-- Supplied material --
====

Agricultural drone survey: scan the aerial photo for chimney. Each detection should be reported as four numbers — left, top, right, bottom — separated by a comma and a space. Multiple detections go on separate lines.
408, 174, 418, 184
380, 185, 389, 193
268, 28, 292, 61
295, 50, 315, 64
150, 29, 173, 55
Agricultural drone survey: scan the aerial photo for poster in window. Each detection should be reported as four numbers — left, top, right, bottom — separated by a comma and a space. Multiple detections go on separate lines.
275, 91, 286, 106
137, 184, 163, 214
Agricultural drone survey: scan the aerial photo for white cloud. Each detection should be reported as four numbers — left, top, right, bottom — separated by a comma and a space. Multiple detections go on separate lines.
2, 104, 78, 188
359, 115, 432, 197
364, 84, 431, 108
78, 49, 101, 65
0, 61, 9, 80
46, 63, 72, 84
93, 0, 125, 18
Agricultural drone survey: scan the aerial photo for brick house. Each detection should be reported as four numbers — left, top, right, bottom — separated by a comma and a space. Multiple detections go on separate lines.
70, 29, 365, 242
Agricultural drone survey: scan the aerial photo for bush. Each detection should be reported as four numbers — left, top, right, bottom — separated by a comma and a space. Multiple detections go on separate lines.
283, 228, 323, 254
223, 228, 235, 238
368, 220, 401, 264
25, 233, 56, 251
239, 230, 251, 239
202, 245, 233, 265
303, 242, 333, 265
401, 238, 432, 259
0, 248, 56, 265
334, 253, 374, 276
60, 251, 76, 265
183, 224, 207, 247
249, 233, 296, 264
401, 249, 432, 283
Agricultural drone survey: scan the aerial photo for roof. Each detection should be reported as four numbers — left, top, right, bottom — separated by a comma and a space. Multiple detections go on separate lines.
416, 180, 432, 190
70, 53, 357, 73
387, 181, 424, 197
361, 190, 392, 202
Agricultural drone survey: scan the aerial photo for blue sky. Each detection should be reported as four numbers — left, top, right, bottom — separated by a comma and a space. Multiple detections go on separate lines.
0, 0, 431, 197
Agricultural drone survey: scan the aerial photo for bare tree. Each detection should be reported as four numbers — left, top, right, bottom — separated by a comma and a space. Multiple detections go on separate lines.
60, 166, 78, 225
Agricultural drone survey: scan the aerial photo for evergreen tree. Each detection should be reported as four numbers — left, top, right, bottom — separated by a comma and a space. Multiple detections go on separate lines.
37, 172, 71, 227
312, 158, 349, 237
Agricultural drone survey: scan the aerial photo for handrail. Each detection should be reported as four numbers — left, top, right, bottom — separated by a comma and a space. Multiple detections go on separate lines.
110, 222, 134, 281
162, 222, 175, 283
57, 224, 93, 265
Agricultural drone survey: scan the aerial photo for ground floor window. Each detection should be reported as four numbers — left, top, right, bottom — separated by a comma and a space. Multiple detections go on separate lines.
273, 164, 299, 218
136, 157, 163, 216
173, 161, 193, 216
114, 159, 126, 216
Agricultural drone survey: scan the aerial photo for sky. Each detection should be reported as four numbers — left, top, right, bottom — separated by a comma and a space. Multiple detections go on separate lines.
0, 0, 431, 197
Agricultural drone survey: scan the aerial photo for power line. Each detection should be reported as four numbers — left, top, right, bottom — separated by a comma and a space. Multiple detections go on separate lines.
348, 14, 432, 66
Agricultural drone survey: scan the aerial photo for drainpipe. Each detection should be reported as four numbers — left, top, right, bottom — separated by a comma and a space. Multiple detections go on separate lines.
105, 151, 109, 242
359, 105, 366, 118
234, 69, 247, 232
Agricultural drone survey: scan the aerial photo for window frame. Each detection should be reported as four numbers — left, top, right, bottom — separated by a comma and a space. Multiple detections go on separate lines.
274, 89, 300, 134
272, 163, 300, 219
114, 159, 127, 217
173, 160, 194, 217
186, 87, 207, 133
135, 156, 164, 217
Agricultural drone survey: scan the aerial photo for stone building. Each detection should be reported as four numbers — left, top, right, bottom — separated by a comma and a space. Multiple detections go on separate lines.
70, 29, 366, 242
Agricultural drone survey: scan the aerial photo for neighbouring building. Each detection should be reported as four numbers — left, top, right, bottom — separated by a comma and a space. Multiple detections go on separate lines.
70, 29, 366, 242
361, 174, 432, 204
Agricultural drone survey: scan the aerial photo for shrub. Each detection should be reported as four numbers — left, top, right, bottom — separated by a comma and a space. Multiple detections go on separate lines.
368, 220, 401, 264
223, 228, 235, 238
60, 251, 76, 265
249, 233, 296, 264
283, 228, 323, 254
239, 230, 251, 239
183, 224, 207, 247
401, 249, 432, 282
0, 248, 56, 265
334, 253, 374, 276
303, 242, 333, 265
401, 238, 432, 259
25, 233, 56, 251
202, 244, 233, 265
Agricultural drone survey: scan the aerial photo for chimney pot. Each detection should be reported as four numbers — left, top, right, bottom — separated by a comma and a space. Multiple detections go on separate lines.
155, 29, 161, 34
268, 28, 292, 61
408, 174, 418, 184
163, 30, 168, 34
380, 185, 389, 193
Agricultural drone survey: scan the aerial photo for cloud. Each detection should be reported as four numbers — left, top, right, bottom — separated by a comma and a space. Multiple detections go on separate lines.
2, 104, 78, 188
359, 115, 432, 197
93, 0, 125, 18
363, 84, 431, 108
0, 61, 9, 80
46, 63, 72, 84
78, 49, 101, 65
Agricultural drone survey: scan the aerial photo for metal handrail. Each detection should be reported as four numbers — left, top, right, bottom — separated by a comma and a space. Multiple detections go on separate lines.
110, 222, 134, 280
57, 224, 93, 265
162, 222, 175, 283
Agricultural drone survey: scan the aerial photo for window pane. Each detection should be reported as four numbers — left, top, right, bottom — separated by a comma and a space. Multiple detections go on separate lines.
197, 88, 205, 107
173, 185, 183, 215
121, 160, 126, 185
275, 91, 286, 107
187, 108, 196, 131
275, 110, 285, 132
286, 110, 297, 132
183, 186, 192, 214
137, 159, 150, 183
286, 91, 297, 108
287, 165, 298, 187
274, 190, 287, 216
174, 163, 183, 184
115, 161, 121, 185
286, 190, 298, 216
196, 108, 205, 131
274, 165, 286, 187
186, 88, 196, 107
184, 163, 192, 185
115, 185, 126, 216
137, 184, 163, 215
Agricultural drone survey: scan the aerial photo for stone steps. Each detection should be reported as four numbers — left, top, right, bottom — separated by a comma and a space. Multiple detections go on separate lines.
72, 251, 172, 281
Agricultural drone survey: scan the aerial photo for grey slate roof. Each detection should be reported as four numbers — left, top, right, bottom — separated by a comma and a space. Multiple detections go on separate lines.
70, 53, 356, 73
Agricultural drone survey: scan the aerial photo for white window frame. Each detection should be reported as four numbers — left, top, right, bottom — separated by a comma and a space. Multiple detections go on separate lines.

====

-- Instructions to follow --
Please output every record exactly as it appears.

-- Written response --
Agricultural drone survey: scan the aerial photo for chimney. Each detection should be reported as four numbers — left, top, right, bottom — separated by a comma and a space. Multiple detections go on separate lines.
408, 174, 418, 184
380, 185, 389, 193
268, 28, 292, 61
295, 50, 315, 64
150, 29, 173, 55
Agricultural drone survey: scan the aerial photo for poster in window. Each detection should be reported as four numbers — left, top, right, bottom — separated by a comma and a space. Multiple detections go on separate lines.
275, 91, 286, 106
137, 184, 163, 214
Agricultural drone survey: scan the aerial photo for white cloud. Each detection should be reported as four numbers — left, top, right, bottom — separated by a comma and a space. Multiple detections go on separate lines.
2, 104, 78, 188
359, 115, 432, 197
364, 84, 431, 108
78, 49, 101, 65
0, 61, 9, 80
46, 63, 72, 84
93, 0, 125, 18
Agricultural drone survey: scan the aerial photo for brick house. Each detection should be reported as four numbers — left, top, right, bottom — separated by a comma and a space. Multiple detections go on separate lines.
70, 29, 365, 242
Agricultural drone survey: scan the aerial photo for bush. Each detection should be reported as four numbers — left, top, right, bottom — separated by a comma and a space. Multiple detections go on separate lines.
283, 228, 323, 254
223, 228, 235, 238
368, 220, 401, 264
25, 233, 56, 251
239, 230, 251, 239
202, 245, 233, 265
303, 242, 333, 265
401, 238, 432, 259
0, 248, 56, 265
334, 253, 374, 276
60, 251, 76, 265
183, 224, 207, 247
249, 233, 296, 264
401, 249, 432, 283
Agricultural drone survey: scan the aerial photo for roof. Each detection should be reported as four numbers — left, top, right, bottom — separated by a comma and a space. Multiple detections go on separate lines.
416, 180, 432, 190
70, 53, 357, 73
387, 181, 424, 197
361, 190, 392, 202
Agricultural drone survey: scan the aerial photo for blue sky. Each detection should be reported as four numbers — left, top, right, bottom — separated by a comma and a space. Multiple detections go on separate lines.
0, 0, 431, 197
Agricultural drone survey: scan the aerial photo for bare tree. Each detection should be reported as four numbers — left, top, right, bottom — separated by a comma and a space. Multiple detections go on separate lines.
60, 166, 78, 225
Agricultural drone survey: scan the aerial photo for evergreen tree. Each detection should be reported as four numbers — left, top, right, bottom — separated by a comma and a space. Multiple detections go on separate lines.
37, 172, 71, 227
312, 158, 349, 237
Agricultural drone survey: scan the aerial photo for handrail. Each detection should be reported as four numbers — left, top, right, bottom — separated by a comma and a space. Multiple detections go on separate lines.
110, 222, 134, 281
162, 222, 175, 283
57, 224, 93, 265
Agricultural drone survey: scan the aerial photo for ground floor window. Each detection should be reported as four numbers — left, top, right, bottom — separated by a comma and a space. Multiple detections go on separate lines.
273, 164, 299, 218
136, 157, 163, 216
173, 161, 193, 216
114, 159, 126, 216
Agricultural drone survey: scan the aerial photo for sky. Each detection should be reported as four numbers — left, top, right, bottom — separated by a comma and a space. Multiple detections go on separate lines.
0, 0, 431, 197
Agricultural drone survey: scan the aerial photo for power line. Each detection should be reported as four numbers — left, top, right, bottom — separated by a comma and a space. Multiple detections go on separate lines.
348, 14, 432, 66
Agricultural drone survey: scan the aerial photo for drainpipe. Each detection should be reported as four numbers — left, top, right, bottom — separated by a comma and a space. Multiple detections go on separate lines.
105, 151, 109, 242
359, 105, 366, 118
234, 69, 247, 232
Agricultural drone survey: scan the aerial photo for window frame. Each detection should be reported as four numbers — left, top, right, bottom — separated by a comma and a space. Multiple detections go on separate lines.
274, 89, 300, 134
272, 163, 300, 219
114, 159, 127, 217
173, 160, 194, 217
186, 87, 207, 133
135, 156, 164, 217
Agricultural drone survey: scan the aerial photo for stone building. Each detection should be reported as four numbers — left, top, right, bottom — separated by a comma and a space. Multiple detections go on separate lines.
70, 29, 366, 242
Agricultural drone survey: scan the aerial photo for neighbouring building. Each detection should be reported as four numbers — left, top, right, bottom — separated by a comma and a space. Multiple detections go on separate lines.
70, 29, 366, 242
361, 174, 432, 204
Agricultural drone survey: scan the aerial photo for shrub. Each detection should be reported as four numbers — left, top, right, bottom — separated by a comma and a space. Multiple detections go on separate lines.
368, 220, 401, 264
223, 228, 235, 238
60, 251, 76, 265
249, 233, 296, 264
283, 228, 323, 254
239, 230, 251, 239
183, 224, 207, 247
401, 249, 432, 282
0, 248, 56, 265
334, 253, 374, 276
303, 242, 333, 265
401, 238, 432, 259
25, 233, 56, 251
202, 244, 233, 265
Agricultural drone survey: scan the aerial photo for chimney pot. Each detection should be reported as four numbers — left, top, right, bottom — separated by a comma and a space. Multiple detections go on separate lines.
155, 29, 161, 34
268, 28, 292, 61
408, 174, 418, 184
163, 30, 168, 34
380, 185, 389, 193
Agricultural drone survey: scan the aerial photo for cloud. Each detection should be reported as four numbers — left, top, right, bottom — separated by a comma and a space. Multiple detections go on separate lines.
2, 104, 78, 188
359, 115, 432, 197
93, 0, 125, 18
363, 84, 431, 108
0, 61, 9, 80
46, 63, 72, 84
78, 49, 101, 65
Agricultural drone survey: scan the aerial photo for metal handrail. Each detection should be reported as four numbers — left, top, right, bottom — separated by a comma and a space. Multiple detections go on separate lines.
110, 222, 134, 280
57, 224, 93, 265
162, 222, 175, 283
Agricultural drone survey: scan the aerial photo for window pane. Each detection should be reported as four numbers — left, top, right, bottom — separated by a comma and a space. Multiple detections go on separate lines.
197, 88, 205, 107
173, 185, 183, 215
121, 160, 126, 185
275, 91, 286, 107
187, 108, 196, 131
275, 110, 285, 132
286, 110, 297, 132
183, 186, 192, 214
137, 159, 150, 183
286, 91, 297, 108
287, 165, 298, 187
274, 190, 287, 216
174, 163, 183, 184
115, 161, 121, 185
286, 190, 298, 216
196, 108, 205, 131
274, 165, 286, 187
186, 88, 196, 107
184, 163, 192, 185
115, 185, 126, 216
137, 184, 163, 215
Agricultural drone survey: scan the aerial photo for stone steps. Each detection should be reported as four numbers — left, top, right, bottom — separated by a comma and a space. Multiple detections go on separate lines.
72, 251, 172, 281
Agricultural drone survey: scan the aerial photo for grey slate roof. Each detection should be reported as four numbers — left, top, right, bottom — separated by a comma and a space. Multiple detections go on separate lines.
70, 53, 356, 73
Agricultural drone survey: scan the aerial photo for white window frame. Each detection should be reported as four numbers — left, top, right, bottom — separated by a comma and a space. Multiple detections go on separate lines.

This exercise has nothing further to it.